DIRECTIONS FOR THIS TASK :: Rewrite each line of the data below as an item in a numbered list, leaving out any blank lines.

RECORDED DATA ::
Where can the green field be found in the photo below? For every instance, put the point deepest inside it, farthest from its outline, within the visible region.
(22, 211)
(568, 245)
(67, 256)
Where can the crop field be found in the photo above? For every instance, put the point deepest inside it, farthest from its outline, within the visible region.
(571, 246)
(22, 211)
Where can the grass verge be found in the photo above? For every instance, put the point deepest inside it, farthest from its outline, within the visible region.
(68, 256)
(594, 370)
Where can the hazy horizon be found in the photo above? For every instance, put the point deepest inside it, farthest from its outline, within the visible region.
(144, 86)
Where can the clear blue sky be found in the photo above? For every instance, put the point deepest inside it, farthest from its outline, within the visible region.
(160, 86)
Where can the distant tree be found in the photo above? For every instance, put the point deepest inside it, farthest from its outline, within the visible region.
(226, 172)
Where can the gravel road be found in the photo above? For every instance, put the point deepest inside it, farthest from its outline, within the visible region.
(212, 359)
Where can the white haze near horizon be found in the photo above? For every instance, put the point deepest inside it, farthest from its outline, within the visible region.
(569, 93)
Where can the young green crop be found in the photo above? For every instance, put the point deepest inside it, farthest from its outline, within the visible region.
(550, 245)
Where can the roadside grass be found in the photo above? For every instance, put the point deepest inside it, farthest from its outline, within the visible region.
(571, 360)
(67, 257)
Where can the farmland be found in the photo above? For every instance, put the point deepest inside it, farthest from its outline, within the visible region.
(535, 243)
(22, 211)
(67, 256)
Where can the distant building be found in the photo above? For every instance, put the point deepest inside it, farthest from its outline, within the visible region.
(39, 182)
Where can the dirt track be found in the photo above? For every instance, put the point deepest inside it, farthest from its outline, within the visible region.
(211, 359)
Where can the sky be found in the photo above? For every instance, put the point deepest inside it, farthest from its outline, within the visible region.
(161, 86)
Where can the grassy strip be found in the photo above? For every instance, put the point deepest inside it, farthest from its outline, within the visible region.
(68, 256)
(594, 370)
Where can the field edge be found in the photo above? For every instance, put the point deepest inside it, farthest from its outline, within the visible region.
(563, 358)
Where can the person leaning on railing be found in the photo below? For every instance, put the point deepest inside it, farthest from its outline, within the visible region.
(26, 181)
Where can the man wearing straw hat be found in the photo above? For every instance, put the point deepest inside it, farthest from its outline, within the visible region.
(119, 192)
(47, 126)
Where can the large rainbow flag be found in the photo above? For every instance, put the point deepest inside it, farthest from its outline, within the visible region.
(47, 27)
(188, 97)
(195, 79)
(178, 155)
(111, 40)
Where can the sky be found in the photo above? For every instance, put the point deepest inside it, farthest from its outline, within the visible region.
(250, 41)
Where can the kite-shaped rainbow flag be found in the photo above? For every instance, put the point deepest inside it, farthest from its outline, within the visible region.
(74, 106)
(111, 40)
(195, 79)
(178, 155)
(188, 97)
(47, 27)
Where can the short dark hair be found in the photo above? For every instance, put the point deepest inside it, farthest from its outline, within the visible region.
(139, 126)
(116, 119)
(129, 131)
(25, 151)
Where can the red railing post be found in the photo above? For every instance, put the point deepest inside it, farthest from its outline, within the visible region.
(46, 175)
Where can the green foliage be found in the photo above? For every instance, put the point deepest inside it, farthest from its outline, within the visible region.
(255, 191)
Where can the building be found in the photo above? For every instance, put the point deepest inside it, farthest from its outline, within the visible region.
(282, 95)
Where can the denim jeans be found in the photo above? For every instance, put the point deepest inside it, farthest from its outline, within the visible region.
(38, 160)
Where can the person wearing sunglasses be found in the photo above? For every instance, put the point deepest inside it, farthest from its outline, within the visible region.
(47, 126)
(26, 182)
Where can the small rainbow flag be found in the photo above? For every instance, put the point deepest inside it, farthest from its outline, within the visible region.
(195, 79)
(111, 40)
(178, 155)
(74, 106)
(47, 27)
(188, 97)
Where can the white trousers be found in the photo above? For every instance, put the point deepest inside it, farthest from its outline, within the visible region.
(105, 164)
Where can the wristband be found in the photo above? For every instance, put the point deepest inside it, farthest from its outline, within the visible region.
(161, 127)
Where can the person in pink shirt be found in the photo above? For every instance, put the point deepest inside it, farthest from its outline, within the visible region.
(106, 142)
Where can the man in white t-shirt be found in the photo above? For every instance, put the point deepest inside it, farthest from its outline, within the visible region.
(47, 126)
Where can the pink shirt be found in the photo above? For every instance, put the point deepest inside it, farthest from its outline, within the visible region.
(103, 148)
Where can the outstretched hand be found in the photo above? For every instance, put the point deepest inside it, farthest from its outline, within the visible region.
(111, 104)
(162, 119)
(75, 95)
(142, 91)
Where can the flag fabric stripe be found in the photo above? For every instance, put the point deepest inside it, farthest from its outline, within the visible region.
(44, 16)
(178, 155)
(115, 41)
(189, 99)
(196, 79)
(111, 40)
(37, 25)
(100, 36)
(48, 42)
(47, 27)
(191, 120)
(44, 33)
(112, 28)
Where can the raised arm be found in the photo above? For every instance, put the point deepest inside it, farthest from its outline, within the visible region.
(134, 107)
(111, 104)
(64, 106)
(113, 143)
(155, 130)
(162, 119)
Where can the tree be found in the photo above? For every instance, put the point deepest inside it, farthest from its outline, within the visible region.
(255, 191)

COMPLETE ANSWER ::
1. Where can the green field be found in the photo below? For every instance, put the point deepest inside it, farthest from its outline, within the visible region.
2. (22, 211)
3. (568, 245)
4. (67, 256)
5. Where can the crop field be found in the photo above? For every instance, put the point deepest inside it, farthest from its outline, within the visible region.
6. (571, 246)
7. (22, 211)
8. Where can the grass verge be found in the photo above? For every instance, put the point deepest inside it, farthest from its outline, within the visible region.
9. (68, 256)
10. (594, 370)
11. Where can the hazy horizon be found in the photo above? For every instance, put the point deepest inside it, farthest from its outline, within the visible region.
12. (144, 86)
13. Where can the clear blue sky be found in the photo above? For every instance, put the point deepest inside it, farthest from its outline, within the visible region.
14. (160, 86)
15. Where can the distant tree be found in the photo above? For every instance, put the point deepest inside it, farthest from its outline, within the visible region.
16. (226, 172)
17. Where can the gravel road be found in the photo above? For every instance, put the point deepest inside it, farthest from its outline, within the visible region.
18. (212, 359)
19. Where can the white haze near horizon be found in the photo above? For every instance, put the point deepest inside it, farthest from its outline, within the visible region.
20. (569, 93)
21. Where can the young green crop be found in the photo above? For every instance, put the point deepest inside it, farthest from its outline, within the visible region.
22. (550, 245)
23. Where can the roadside grass be found in the photo above? For every instance, put the point deepest inside it, farthest from its outline, within the visible region.
24. (571, 360)
25. (67, 257)
26. Where can the farmland be found in the photo above? For every instance, put the point deepest inside it, farthest from its outline, within the visible region.
27. (535, 243)
28. (22, 211)
29. (67, 256)
30. Where can the distant building be found in the photo above? For every instance, put the point deepest inside it, farthest from its outline, within the visible region.
31. (39, 182)
32. Where can the dirt track be found in the photo above? For every instance, put the point deepest inside it, farthest from its outline, within the visible region.
33. (211, 359)
34. Where can the sky be found in the photo above? For every instance, put the point deepest inside it, farthest from its outline, within the visible region.
35. (161, 86)
36. Where can the grassy strip be found in the photo above? For every instance, put the point deepest inside it, farthest from its outline, within the visible region.
37. (68, 256)
38. (594, 370)
39. Where can the field edge be found in the photo above? For every instance, put the point deepest inside it, farthest from its outline, within the visible region.
40. (563, 358)
41. Where can the person leaning on railing be found in the photo below? For every instance, put the point deepest inside it, farthest from its outline, within the visible region.
42. (26, 181)
43. Where can the man wearing straw hat be found in the photo above? For every instance, put the point deepest inside it, farthest from its outline, within the visible region.
44. (119, 192)
45. (47, 126)
46. Where can the large rainbow flag be found in the photo above? For every instance, put the point deepest inside it, farthest from its outline, within the visible region.
47. (47, 27)
48. (188, 97)
49. (195, 79)
50. (178, 155)
51. (111, 40)
52. Where can the sky be found in the photo above? For every instance, put the point deepest inside it, farthest from its outline, within the visible region.
53. (250, 41)
54. Where can the kite-shaped rainbow flag be found in the photo above? For every instance, put the point deepest inside it, farthest from its outline, within the visible region.
55. (74, 106)
56. (111, 40)
57. (195, 79)
58. (178, 155)
59. (188, 97)
60. (47, 27)
61. Where can the short dark hair be found in the photo above? For every instance, put the point deepest inside it, farthest from its outline, within the visible region.
62. (139, 126)
63. (116, 119)
64. (129, 131)
65. (25, 151)
66. Where can the red railing post be found in the photo above? For every instance, put the point deepest inside it, farthest from its outline, within the visible region.
67. (46, 175)
68. Where can the green foliage be found in the photo above? For every instance, put the point deepest inside it, farthest from its outline, within the visible region.
69. (255, 191)
70. Where can the building be found in the photo above? For every instance, put the point deepest inside it, farthest from its outline, within the visible region.
71. (282, 95)
72. Where can the denim jeans be found in the photo above? For every instance, put the point deepest inside it, farthest from its outline, within the visible region.
73. (38, 160)
74. Where can the person wearing sunglasses be found in the photo above? For every instance, put the point deepest inside it, farthest from its outline, within the visible region.
75. (47, 126)
76. (26, 182)
77. Where can the small rainbow flag be found in the photo above? For every instance, put the point deepest inside it, farthest from its outline, within the visible region.
78. (195, 79)
79. (111, 40)
80. (178, 155)
81. (74, 106)
82. (47, 27)
83. (188, 97)
84. Where can the white trousers be found in the photo above? For every instance, put the point deepest inside it, farthest from its outline, within the visible region.
85. (105, 164)
86. Where can the wristband be found in the photo above? For every instance, put the point deepest inside it, farthest from its outline, within the visible region.
87. (161, 127)
88. Where can the person in pink shirt be found in the photo above? For every instance, put the point deepest inside it, farthest from its outline, within the visible region.
89. (106, 142)
90. Where can the man in white t-shirt be found in the photo above? For every instance, put the point deepest inside it, farthest from its outline, within the visible region.
91. (47, 126)
92. Where can the pink shirt be found in the photo above? For every instance, put the point deepest inside it, farthest from its outline, within the visible region.
93. (103, 148)
94. Where can the outstretched hand be found in the photo above? For every instance, put the point deepest inside it, farthest from its outline, within the visible region.
95. (111, 104)
96. (162, 119)
97. (75, 95)
98. (142, 91)
99. Where can the flag fabric stripe be found in the photo above? For every instance, put the point deepest inside it, farthest from its outline, within the visible region.
100. (44, 16)
101. (178, 155)
102. (115, 41)
103. (189, 99)
104. (196, 79)
105. (111, 40)
106. (37, 25)
107. (100, 36)
108. (48, 42)
109. (47, 27)
110. (191, 120)
111. (44, 33)
112. (112, 28)
113. Where can the raised arm be found in the photo above? For every instance, put the point deepest inside it, farthest from its outline, within the visible region.
114. (134, 107)
115. (111, 104)
116. (64, 106)
117. (113, 143)
118. (155, 130)
119. (162, 119)
120. Where can the tree be found in the photo above? For every instance, put the point deepest inside it, farthest from its outline, within the visible region.
121. (255, 191)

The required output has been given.